Written task — Carry on the blog entry below about Mona Charen's column on Governor Terry McAuliffe restoring felons' voting rights, starting right after its last sentence.

Document text —
2016 August 29th
Today we have a very unhappy Mona Charen writing about “Clinton’s
felonious friends in Virginia.” We must not blame Ms. Charen for being unhappy;
if she weren’t unhappy about something, what would she write about in her
column? Unhappiness is the stock in trade of all columnists and, I am forced to
say, of this blog as well. I am unhappy with Ms. Charen’s unhappiness and so I
have a theme for today. It’s all very convoluted.
Charen is unhappy with Virginia’s Governor, Terry McAuliffe,
who has restored the voting rights of many convicted felons. She does not
disagree with the result; she claims to be “open to the idea of restoring
rights” to these people. She objects very strongly, and over many paragraphs to
the method. McAuliffe did this restoration by using executive powers of various
kinds, pardon, clemency and so on. Charen believes he should have persuaded the
Virginia Legislature to change the law instead of going the Obama route (my
term).

Collected material —
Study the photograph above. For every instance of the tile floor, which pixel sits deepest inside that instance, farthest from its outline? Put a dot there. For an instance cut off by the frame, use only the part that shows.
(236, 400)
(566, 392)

The response —
Charen points out that Governor McAuliffe’s action is
unprecedented. She writes, “Never before have any of the prior 71 Virginia
Governors issued a sua sponte clemency order of any kind, whether to restore
civil rights or grant a pardon to an unnamed class of felons without regard for
the nature of their crimes or any other individual circumstance relevant to
their crime.” Fifty word sentences like this keep Charen from arriving quickly
at the point of her message. (Sua sponte is Latin for of its own accord, that
is without prompting. Charen is a law school graduate and so is inclined to
insert some scholarly Latin phrases where possible.) The point Charen makes,
that if a thing has never been done before, that is a good reason for not doing
it now, seems like a fine conservative position. I wonder if that has a Latin
name.
The Virginia General Assembly, which would have to agree to
any change in the law about enfranchising felons, is two-thirds Republican and one-third
Democrat. It is obvious from that imbalance that Governor McAuliffe should not waste
his time trying to get a change in the law. Happily, the public agrees with the outcome he
has produced anyway: 65 percent are in favor of restoring voter rights so
Governor McAuliffe will lose few votes over his action.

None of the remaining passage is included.